■ **PROVIDED PASSAGE**
Markets – stocks and bonds alike – seem singularly focused on one factor in recent weeks – interest rates. The business news channels have the 10-year interest rate ticker in the corner of the screen, watching it near a 5% level all week (which it crossed late Thursday night). As rates continue to rise, both stocks and bonds have been under pressure.
This week has been relatively quiet on the economic news front, replaced with well-placed concern regarding geopolitical events and attention being given to the quarterly earnings cycle. However on Thursday, interest rates came back into focus as Federal Reserve Chairman Jerome Powell spoke as Economic Club of New York.
During his remarks, Powell kept his messaging relatively consistent with the last Fed meeting when they announced a pause in rate hikes. Powell noted how strong the economy remains (perhaps surprisingly as many had predicted a recession this year and instead we have above normal growth). This strength was evidenced again this week by lower than expected jobless claims and higher than anticipated retail sales.
Powell talked at length about potential lag effects of rate increases and noted that some parts of the economy are currently rather immune to the rate increases (such as the large percentage of home owners that refinanced their mortgages during the pandemic years – who now have low fixed rates and higher real wages). The impact of rate hikes can’t (and won’t) impact everyone at the same time or in the same manner.
Despite those lags, Powell reiterated the confidence he has in monetary policy’s ability to result in stable employment and stable prices over time and noted progress made on both fronts this year.

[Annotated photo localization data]
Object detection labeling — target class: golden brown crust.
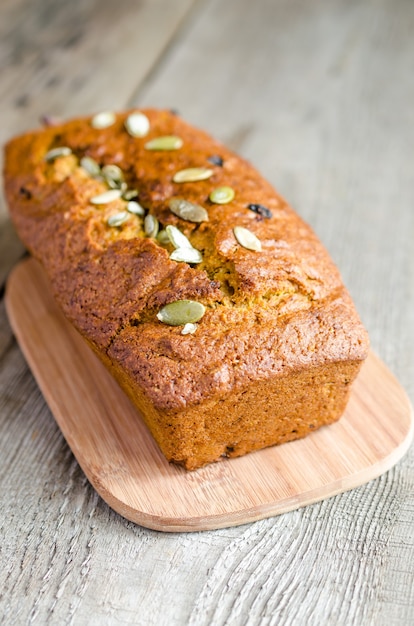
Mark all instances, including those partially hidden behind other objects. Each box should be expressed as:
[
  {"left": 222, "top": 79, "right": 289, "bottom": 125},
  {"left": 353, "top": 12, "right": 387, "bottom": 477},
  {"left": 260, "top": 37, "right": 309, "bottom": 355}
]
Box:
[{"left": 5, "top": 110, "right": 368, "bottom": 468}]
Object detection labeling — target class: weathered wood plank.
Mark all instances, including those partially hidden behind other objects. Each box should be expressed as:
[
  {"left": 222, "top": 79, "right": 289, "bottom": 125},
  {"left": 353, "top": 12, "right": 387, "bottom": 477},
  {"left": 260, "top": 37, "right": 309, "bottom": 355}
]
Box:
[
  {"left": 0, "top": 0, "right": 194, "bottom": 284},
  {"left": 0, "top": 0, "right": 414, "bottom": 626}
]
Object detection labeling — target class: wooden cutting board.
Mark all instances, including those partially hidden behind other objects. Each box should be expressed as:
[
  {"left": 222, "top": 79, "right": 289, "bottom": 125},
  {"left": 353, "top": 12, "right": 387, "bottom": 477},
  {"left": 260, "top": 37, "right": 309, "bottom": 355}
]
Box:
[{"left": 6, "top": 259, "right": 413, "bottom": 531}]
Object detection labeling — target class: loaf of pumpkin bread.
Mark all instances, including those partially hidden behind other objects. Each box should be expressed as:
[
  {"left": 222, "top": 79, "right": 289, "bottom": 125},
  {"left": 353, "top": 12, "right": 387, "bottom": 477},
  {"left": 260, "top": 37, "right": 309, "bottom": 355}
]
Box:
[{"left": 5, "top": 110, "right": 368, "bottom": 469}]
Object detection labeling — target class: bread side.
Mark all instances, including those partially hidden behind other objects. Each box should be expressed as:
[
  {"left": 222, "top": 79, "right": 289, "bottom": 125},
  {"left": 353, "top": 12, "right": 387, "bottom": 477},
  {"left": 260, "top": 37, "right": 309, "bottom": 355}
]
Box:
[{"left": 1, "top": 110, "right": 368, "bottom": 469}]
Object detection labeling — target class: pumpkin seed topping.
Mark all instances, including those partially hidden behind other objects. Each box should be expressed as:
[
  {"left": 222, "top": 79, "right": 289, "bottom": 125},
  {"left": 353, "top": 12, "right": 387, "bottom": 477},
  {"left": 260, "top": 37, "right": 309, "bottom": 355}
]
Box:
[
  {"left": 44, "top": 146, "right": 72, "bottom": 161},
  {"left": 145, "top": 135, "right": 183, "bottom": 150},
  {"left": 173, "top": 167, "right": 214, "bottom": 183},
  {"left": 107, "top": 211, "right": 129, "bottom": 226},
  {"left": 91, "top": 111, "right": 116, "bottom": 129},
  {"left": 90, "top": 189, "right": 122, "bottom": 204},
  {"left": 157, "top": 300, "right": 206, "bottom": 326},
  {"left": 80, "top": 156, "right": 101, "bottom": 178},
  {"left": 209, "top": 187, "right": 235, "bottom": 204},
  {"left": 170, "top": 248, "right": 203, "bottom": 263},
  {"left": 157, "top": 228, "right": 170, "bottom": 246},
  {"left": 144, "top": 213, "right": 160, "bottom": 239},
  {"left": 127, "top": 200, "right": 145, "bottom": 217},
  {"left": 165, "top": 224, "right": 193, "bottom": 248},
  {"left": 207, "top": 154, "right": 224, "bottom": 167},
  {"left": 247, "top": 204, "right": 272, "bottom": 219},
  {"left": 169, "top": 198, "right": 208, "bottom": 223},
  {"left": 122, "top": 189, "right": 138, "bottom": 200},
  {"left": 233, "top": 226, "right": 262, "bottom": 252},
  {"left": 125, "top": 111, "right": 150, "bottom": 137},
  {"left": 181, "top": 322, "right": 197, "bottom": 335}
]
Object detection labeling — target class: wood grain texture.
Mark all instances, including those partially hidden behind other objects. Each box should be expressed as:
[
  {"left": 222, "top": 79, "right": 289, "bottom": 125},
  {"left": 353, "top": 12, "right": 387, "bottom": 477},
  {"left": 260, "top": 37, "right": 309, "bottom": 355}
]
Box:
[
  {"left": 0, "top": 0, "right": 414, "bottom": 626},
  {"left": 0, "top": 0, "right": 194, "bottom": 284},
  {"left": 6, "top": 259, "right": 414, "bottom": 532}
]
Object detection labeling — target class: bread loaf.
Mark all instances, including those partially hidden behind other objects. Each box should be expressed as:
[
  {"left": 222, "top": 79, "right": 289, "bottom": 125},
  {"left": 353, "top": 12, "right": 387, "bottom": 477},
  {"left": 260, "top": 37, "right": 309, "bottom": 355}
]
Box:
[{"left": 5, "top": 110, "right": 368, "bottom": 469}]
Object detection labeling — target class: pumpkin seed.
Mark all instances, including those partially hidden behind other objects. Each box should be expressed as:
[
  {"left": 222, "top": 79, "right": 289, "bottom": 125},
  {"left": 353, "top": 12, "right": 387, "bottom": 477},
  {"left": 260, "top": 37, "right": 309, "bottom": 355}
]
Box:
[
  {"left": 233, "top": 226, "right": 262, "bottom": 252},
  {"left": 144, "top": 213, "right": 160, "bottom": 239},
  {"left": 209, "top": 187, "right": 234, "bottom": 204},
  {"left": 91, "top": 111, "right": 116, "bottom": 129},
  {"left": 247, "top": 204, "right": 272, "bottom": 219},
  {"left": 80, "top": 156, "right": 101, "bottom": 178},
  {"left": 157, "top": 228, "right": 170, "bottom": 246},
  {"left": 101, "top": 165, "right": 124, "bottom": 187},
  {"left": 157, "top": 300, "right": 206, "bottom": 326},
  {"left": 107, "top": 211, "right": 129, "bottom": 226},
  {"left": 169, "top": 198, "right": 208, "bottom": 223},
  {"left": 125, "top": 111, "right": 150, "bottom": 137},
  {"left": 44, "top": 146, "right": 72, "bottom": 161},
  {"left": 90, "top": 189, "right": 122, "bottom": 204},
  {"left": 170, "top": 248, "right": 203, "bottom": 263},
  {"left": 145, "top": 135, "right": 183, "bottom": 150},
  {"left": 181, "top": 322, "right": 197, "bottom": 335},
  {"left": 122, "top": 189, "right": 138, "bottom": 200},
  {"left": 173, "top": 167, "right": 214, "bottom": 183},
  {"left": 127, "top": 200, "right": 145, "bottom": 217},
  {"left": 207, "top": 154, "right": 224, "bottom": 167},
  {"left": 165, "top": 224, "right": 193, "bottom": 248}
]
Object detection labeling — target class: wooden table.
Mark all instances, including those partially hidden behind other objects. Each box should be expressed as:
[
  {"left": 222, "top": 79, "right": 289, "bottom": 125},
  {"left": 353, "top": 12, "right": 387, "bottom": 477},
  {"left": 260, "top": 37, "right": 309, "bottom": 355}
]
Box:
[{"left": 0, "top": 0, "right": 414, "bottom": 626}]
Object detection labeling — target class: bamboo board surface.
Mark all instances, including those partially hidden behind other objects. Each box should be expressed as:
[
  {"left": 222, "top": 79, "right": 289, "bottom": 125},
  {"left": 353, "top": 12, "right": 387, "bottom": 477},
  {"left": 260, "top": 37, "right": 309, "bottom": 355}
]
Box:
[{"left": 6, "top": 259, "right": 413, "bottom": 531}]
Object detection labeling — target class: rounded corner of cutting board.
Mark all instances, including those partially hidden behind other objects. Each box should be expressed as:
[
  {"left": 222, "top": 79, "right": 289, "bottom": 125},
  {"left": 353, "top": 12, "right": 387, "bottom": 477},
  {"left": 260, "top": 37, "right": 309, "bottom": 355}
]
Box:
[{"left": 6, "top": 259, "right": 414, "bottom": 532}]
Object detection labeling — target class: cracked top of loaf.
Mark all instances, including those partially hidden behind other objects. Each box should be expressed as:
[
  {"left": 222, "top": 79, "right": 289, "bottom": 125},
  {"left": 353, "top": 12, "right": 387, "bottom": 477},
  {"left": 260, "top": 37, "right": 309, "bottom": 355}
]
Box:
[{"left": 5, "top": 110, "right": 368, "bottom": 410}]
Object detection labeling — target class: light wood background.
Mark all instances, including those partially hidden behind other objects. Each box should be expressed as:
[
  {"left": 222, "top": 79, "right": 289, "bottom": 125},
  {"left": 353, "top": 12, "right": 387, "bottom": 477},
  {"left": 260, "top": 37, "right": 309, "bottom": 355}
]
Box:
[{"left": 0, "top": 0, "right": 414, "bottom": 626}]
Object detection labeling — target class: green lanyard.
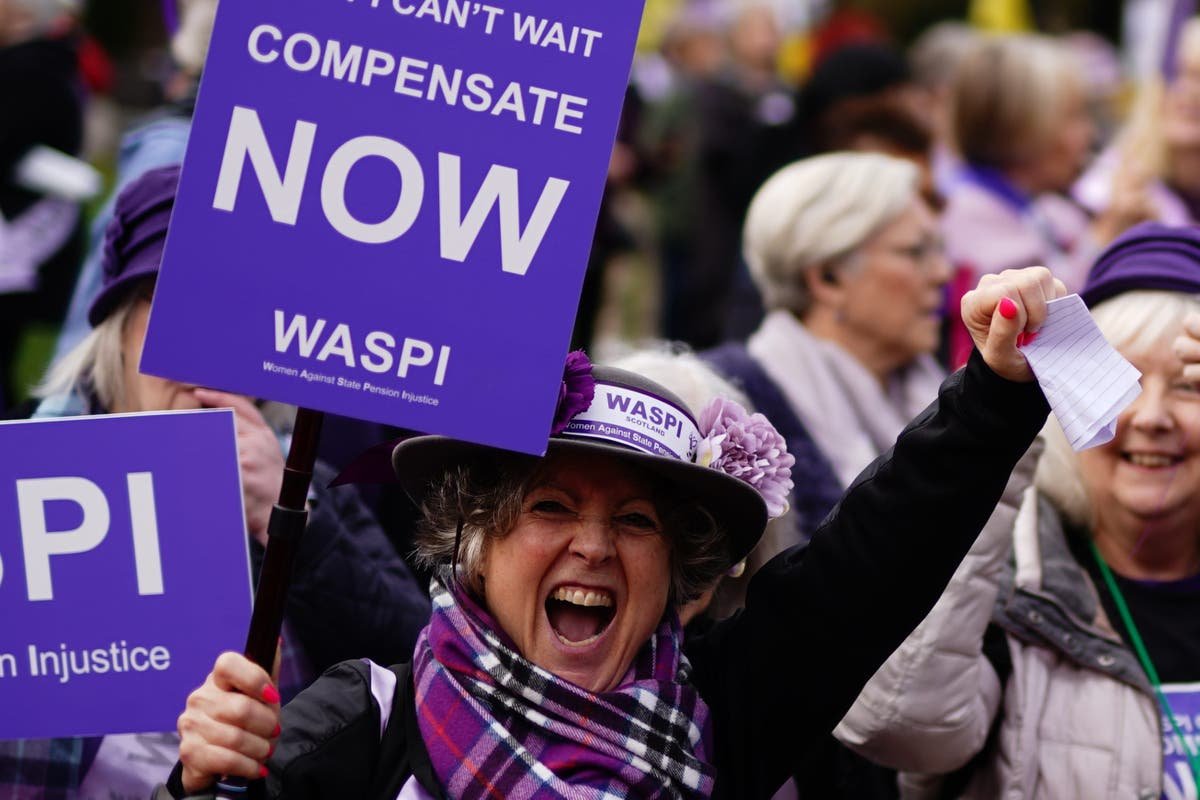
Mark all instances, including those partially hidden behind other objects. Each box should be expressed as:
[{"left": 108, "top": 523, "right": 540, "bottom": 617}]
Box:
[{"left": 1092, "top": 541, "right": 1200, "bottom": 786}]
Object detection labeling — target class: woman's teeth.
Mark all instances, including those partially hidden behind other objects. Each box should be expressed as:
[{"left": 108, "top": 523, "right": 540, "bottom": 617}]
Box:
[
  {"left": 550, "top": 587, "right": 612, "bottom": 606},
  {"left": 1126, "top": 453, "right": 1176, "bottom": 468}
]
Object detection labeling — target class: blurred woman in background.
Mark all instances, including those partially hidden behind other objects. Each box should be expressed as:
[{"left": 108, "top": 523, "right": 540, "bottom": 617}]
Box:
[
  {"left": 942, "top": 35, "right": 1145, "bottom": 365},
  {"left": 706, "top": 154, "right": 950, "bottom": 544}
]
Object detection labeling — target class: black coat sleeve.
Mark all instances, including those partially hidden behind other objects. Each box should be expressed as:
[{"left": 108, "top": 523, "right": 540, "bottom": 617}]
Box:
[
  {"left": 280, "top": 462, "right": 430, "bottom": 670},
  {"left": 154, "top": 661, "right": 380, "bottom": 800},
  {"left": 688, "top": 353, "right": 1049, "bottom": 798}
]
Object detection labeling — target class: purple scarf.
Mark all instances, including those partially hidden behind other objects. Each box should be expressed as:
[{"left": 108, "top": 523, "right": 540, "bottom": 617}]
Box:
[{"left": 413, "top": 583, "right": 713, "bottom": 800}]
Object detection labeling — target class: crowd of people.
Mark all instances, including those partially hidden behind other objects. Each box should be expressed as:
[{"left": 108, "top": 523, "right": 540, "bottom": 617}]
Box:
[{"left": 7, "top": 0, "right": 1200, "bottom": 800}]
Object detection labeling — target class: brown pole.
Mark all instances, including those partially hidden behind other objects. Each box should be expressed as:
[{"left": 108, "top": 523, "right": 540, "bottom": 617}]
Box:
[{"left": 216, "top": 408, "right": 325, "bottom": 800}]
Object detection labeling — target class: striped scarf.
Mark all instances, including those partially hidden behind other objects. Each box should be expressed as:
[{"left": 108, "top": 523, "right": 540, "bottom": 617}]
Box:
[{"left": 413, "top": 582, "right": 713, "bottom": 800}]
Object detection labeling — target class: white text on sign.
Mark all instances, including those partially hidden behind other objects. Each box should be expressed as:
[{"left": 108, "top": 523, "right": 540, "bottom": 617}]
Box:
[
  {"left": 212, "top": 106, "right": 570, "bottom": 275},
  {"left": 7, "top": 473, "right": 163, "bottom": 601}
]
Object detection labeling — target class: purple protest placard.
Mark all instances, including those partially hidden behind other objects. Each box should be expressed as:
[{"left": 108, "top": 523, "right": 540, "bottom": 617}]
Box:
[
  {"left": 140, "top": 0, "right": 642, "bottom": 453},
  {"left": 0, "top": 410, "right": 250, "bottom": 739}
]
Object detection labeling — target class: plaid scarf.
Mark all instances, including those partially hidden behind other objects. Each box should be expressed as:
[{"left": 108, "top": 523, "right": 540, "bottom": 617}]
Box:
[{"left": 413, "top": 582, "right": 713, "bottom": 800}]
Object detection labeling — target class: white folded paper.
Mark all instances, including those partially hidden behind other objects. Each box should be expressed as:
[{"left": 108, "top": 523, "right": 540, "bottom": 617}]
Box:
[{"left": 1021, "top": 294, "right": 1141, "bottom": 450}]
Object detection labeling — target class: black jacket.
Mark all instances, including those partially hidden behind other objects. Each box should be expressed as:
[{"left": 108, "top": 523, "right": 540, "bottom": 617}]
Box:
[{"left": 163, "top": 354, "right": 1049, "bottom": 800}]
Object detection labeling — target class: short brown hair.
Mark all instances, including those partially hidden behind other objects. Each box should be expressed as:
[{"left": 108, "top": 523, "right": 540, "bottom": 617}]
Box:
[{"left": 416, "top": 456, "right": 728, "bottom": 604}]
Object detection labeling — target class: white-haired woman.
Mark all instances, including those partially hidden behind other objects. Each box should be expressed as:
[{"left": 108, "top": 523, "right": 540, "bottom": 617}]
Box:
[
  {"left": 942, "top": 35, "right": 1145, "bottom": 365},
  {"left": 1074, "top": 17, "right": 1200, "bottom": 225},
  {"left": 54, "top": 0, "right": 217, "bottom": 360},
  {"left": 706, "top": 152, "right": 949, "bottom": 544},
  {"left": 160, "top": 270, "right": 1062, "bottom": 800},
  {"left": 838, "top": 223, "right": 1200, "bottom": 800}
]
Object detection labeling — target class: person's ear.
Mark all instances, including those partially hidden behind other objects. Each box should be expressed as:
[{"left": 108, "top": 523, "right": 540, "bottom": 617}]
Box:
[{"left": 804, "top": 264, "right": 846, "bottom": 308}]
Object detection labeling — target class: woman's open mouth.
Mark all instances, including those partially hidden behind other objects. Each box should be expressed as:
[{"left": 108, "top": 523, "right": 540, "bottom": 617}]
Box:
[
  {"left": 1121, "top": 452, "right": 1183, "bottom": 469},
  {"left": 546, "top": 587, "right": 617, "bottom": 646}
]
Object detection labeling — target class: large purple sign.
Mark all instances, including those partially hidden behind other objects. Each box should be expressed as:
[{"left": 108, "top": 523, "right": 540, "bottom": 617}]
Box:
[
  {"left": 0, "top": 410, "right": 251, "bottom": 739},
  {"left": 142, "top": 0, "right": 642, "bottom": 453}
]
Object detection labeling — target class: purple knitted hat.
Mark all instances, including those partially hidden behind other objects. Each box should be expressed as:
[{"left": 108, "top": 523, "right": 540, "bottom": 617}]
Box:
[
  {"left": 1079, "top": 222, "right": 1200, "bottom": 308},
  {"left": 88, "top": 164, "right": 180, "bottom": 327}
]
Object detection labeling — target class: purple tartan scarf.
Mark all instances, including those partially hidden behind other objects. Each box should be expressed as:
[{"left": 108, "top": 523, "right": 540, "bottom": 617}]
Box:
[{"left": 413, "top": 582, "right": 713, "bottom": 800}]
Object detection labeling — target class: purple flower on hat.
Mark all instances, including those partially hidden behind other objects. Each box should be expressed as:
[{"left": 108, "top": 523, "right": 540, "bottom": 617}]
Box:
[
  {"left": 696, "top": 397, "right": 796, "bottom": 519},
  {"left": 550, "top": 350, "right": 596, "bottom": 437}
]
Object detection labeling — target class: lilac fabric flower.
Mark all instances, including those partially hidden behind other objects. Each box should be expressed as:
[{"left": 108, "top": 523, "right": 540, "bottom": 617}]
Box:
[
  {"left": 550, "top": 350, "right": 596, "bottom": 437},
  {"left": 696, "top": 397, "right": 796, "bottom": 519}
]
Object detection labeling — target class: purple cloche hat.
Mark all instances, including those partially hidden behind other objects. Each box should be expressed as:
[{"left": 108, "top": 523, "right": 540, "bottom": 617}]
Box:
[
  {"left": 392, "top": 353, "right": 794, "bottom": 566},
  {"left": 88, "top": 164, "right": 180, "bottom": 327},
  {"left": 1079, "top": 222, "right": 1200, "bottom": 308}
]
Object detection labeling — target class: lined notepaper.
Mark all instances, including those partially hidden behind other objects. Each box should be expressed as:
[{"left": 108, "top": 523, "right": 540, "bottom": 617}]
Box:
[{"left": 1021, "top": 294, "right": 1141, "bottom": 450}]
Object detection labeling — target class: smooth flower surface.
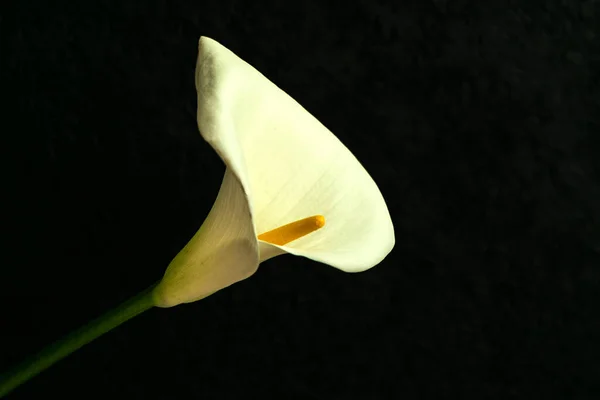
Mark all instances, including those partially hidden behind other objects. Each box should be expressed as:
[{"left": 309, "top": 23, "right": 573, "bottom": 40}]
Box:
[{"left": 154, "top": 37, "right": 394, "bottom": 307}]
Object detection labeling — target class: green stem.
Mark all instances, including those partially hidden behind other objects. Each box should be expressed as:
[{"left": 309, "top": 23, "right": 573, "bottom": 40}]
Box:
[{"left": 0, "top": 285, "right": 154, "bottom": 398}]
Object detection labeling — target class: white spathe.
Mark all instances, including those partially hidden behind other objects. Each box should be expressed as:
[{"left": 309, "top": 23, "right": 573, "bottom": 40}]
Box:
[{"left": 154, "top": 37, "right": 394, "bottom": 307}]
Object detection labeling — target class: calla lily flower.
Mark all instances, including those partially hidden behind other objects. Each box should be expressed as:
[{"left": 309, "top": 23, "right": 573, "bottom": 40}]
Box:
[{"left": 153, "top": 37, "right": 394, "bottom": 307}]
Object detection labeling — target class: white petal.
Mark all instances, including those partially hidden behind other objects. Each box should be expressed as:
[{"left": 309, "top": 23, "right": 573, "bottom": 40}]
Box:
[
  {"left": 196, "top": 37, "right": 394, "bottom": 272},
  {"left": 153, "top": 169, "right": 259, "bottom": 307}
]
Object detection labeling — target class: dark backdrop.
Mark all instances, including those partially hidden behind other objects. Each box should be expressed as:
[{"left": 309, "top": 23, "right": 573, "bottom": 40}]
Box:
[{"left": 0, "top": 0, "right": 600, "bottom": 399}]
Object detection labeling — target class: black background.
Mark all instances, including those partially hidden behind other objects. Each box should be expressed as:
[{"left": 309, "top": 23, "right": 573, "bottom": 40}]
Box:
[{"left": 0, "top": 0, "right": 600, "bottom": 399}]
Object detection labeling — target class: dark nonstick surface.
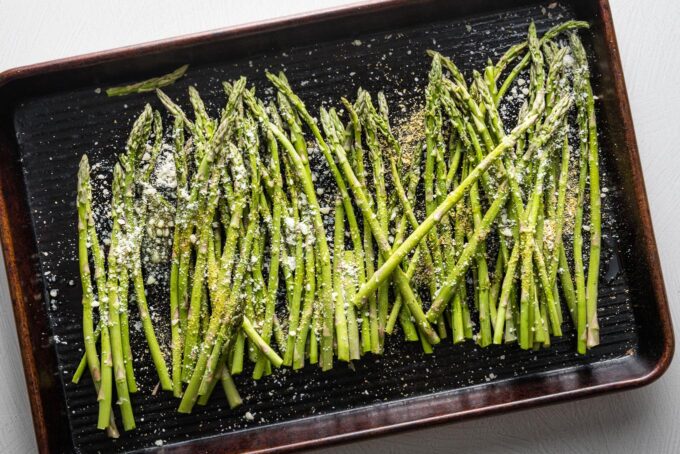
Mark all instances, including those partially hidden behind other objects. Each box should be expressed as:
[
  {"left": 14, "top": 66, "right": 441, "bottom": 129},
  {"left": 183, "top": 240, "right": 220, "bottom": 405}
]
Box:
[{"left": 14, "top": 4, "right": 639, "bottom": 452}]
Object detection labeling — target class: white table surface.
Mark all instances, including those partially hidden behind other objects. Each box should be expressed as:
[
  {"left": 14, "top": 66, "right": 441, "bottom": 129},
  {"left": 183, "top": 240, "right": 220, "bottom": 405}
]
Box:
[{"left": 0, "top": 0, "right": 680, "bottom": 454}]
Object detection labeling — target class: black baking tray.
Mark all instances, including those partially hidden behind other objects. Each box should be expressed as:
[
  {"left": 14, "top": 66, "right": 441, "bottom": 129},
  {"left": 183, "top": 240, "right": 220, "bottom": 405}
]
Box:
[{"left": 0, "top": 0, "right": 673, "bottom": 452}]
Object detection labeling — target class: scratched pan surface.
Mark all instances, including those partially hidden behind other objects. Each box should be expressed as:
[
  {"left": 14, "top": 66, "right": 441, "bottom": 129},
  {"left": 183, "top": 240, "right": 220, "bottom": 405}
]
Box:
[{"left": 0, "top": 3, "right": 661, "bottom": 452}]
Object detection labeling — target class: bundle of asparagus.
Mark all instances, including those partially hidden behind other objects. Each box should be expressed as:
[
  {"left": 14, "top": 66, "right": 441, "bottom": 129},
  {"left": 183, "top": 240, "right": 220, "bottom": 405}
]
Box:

■ **WHAT YOU HAVE TO DO**
Pick up the market commentary on interest rates and Powell's remarks after its final sentence and continue writing it. The listing comes from a separate source and is unrelated to the market commentary.

■ **ANSWER FOR THIS EXERCISE**
As to the path forward (with two meetings left this year), Chair Powell “stuck to the script” saying the Fed would remain data dependent, including paying close attention to the recent movements in yields. “Given the uncertainties and risks, and how far we have come, the committee is proceeding carefully,”
Separate from the Fed’s path forward (which controls the front end of the curve), there are ongoing increases for rates on longer-dated bonds as well. For instance, the 10-year Treasury yield has now risen nearly 1 percentage point since July (the date of the last Fed hike) which is a very unusual rate of change. The 10 year is very near to 5% as of this post, a new 16-year high.
We’ve written about these increases in recent weeks and the message remains the same – these increases are predominantly being caused by a few main factors: higher supply (due to fiscal policy/higher deficits), higher rates in other countries, and a belief that short rates will stay “higher for longer.”
As always, the future is uncertain. But one thing seems clear – interest rates will be in focus for the foeseeable future.